── Data

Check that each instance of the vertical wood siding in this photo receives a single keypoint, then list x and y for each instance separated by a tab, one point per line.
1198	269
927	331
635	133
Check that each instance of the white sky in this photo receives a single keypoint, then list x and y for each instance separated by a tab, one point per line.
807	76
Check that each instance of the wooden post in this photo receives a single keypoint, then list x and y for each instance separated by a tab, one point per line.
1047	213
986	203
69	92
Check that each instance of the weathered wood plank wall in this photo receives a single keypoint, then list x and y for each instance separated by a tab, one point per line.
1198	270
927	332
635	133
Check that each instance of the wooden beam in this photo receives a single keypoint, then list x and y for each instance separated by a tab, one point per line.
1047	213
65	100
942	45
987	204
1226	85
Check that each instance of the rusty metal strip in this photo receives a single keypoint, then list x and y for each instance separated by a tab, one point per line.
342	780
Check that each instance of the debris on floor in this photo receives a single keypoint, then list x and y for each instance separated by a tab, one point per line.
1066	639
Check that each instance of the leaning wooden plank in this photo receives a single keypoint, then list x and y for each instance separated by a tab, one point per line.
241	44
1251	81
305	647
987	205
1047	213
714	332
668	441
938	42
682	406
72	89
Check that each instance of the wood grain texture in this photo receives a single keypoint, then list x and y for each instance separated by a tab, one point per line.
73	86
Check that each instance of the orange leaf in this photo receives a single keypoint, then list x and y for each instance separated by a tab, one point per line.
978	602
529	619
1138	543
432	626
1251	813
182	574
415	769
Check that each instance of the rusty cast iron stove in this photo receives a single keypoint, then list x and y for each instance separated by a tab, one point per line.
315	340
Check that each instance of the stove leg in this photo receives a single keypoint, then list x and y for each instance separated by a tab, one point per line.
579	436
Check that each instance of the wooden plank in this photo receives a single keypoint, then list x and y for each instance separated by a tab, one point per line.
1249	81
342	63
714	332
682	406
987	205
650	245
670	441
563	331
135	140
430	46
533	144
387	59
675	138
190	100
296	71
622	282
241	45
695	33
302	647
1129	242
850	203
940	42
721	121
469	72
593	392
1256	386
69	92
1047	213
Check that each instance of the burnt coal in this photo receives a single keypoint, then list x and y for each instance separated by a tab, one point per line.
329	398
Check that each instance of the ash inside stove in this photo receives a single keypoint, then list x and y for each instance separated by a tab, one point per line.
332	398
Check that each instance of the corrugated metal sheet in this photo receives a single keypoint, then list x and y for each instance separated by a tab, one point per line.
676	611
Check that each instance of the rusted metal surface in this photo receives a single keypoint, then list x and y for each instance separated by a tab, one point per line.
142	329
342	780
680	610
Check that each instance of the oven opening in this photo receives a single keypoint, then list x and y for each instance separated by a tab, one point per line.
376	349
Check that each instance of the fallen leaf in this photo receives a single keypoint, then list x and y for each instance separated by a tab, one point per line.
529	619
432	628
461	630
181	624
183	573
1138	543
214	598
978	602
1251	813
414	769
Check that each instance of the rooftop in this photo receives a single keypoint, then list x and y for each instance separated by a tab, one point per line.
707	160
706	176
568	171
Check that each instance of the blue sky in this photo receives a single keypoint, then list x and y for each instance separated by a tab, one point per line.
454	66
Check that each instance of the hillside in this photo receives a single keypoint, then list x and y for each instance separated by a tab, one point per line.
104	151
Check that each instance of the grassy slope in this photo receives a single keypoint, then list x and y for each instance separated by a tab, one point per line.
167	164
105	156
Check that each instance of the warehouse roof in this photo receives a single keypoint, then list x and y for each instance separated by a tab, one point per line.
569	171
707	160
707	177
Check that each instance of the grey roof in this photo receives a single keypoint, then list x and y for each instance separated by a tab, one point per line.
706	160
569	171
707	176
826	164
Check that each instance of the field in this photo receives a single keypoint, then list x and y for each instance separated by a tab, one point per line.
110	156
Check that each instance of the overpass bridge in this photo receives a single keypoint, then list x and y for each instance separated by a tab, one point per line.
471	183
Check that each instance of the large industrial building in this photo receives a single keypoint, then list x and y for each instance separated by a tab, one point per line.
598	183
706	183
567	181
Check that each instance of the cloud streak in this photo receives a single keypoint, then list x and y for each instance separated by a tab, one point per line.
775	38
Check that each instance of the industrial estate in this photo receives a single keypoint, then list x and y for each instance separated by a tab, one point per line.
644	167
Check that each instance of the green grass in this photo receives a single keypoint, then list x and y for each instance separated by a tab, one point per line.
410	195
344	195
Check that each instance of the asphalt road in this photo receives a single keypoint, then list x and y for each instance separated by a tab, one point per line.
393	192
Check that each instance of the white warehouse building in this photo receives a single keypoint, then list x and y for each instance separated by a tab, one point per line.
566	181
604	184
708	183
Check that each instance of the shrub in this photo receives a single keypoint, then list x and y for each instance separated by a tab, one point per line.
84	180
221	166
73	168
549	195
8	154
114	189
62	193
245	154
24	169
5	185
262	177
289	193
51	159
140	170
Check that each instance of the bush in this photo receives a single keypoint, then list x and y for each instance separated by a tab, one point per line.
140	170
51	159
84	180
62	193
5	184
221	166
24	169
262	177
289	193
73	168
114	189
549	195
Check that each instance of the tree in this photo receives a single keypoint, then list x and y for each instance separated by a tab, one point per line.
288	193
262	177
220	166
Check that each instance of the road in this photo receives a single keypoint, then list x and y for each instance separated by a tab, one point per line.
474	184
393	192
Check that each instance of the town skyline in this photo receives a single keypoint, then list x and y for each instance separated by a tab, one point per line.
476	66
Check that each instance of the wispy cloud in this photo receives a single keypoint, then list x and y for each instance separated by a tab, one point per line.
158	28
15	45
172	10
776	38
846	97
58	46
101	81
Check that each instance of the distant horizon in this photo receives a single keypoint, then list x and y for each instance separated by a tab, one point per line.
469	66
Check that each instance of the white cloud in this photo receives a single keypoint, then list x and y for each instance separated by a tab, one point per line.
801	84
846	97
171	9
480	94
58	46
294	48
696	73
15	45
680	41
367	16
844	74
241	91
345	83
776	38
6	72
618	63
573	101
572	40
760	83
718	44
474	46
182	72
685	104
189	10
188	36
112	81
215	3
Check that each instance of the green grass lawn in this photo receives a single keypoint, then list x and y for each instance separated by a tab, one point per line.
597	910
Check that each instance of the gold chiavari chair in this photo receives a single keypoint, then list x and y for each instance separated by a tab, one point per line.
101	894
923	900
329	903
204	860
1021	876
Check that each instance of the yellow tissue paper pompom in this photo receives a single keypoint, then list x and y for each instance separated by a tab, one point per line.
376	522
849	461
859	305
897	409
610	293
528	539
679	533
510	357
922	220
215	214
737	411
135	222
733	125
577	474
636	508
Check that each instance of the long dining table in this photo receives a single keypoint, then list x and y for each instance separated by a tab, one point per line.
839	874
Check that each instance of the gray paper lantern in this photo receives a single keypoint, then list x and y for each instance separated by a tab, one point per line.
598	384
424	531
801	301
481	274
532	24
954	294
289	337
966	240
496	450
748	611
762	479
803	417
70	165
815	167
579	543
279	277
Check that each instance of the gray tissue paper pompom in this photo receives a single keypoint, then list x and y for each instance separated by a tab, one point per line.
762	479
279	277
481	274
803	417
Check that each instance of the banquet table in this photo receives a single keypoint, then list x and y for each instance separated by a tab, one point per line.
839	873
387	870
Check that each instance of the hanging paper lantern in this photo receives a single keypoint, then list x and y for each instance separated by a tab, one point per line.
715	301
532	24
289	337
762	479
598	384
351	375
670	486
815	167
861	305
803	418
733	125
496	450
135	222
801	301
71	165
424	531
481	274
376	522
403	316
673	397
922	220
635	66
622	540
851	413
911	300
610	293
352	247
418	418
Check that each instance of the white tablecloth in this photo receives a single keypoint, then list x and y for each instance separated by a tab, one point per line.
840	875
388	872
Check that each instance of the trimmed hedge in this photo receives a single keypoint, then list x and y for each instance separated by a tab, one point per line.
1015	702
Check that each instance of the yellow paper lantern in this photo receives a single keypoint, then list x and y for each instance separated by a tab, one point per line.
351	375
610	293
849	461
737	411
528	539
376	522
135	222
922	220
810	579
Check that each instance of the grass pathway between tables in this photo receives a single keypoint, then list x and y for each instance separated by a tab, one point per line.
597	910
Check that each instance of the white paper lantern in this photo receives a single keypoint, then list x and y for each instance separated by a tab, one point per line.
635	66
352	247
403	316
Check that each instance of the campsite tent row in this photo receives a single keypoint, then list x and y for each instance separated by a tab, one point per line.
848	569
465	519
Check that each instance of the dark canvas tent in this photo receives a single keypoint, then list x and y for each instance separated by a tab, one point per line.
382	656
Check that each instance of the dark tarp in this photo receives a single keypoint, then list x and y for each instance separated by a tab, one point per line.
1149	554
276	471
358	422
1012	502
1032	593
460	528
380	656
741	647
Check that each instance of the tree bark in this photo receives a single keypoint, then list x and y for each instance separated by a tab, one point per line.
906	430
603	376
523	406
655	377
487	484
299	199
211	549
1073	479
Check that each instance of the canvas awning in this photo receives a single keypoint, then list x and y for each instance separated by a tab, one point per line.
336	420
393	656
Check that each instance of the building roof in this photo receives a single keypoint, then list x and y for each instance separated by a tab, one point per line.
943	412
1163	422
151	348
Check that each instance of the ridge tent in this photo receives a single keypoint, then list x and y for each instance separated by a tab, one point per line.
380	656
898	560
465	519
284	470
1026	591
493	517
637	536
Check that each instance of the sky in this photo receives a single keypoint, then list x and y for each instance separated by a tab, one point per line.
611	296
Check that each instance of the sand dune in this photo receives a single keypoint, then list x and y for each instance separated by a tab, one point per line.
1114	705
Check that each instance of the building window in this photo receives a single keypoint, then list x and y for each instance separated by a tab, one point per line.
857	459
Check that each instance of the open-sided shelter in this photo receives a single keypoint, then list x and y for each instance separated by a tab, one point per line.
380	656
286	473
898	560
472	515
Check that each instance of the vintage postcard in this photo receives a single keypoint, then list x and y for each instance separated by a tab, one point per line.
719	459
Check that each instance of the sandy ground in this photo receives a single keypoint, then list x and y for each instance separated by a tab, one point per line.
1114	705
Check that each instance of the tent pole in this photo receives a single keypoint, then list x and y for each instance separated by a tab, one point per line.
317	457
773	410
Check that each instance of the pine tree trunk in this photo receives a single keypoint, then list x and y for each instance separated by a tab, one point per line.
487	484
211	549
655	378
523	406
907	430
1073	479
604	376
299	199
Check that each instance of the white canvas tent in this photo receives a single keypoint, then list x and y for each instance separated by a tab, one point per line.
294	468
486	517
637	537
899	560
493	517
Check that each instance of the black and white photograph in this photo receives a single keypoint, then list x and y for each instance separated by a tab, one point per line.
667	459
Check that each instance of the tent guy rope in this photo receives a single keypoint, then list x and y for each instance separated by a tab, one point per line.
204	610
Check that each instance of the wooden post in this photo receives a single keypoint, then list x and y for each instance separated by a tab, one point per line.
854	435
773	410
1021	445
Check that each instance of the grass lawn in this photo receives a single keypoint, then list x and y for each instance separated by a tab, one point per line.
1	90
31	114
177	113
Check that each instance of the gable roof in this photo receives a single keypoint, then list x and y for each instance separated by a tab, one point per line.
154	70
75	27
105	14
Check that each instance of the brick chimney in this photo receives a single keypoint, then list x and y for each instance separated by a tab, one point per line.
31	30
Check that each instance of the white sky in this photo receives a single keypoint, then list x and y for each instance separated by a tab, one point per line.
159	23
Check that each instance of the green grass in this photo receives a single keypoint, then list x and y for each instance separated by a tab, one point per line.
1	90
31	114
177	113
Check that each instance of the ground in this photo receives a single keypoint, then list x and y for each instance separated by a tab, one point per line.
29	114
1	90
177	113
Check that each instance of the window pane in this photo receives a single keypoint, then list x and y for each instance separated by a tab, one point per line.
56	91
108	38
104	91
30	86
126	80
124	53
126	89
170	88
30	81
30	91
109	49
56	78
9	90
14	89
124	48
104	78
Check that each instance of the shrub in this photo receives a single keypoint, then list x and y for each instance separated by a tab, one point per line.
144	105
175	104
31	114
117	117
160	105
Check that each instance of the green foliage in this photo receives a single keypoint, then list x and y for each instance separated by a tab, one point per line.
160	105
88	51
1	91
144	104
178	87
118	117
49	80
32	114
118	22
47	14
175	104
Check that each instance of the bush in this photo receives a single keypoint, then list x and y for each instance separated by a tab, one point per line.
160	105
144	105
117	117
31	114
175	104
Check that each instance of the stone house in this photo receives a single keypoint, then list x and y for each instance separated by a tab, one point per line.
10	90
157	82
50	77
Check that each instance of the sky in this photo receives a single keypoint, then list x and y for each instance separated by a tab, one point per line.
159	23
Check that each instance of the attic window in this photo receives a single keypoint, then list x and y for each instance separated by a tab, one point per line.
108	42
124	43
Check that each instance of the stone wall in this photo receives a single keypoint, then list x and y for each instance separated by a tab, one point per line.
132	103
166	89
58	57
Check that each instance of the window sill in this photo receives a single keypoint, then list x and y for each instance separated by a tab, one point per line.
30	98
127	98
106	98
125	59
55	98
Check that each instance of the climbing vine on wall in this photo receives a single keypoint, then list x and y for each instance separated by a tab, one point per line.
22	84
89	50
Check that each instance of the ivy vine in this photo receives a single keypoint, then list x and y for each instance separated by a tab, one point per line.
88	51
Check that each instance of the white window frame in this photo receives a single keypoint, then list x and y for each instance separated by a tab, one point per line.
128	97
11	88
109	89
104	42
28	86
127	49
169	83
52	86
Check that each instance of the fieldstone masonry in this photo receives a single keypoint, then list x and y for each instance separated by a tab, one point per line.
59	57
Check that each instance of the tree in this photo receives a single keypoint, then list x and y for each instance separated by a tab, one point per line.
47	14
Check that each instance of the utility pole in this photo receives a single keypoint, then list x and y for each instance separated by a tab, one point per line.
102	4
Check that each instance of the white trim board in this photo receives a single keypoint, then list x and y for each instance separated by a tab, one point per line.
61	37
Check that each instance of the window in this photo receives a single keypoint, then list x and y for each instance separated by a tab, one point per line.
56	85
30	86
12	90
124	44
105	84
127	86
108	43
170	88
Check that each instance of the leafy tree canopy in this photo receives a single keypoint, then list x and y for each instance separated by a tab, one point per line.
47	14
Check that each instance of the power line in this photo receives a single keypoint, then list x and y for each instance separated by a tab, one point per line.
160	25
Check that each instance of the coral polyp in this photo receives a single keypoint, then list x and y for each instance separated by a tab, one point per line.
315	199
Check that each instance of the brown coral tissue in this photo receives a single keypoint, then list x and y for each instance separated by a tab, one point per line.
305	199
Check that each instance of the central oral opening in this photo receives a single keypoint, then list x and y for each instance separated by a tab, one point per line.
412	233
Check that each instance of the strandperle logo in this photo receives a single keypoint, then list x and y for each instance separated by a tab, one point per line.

────

Exercise brief
Return the lines beginning at the one that contains "Check that each instance of the window in" and continuing through the last line of the data, exactly as they stand and without any others.

Exercise response
Check that each instance of the window in this photo receives a single keypoint, then list x and y for each instance separated by a tab, one point per line.
56	85
30	86
12	90
124	44
105	84
127	86
108	43
170	88
Check that each instance of the leafy tree canopy in this photo receives a single keypoint, then list x and y for each instance separated by a tab, one point per line.
47	14
Check that each instance of the power line in this photo receives a single keypoint, then list x and y for each instance separated by a tab, one point per line.
160	25
Check that each instance of the coral polyp in this photo receives a single keypoint, then list x and y for each instance separated by a tab, one point per line.
315	199
Check that each instance of the brown coral tissue in this photo receives a single keypoint, then list x and y for each instance separated by a tab, one point per line.
305	199
Check that each instance of the central oral opening in this photo receives a single keypoint, then list x and y for each instance separated by a tab, one point per line.
412	233
Check that each instance of the strandperle logo in this photo receives a single keypoint, then list x and y for each instance separated by a tab, one point per line.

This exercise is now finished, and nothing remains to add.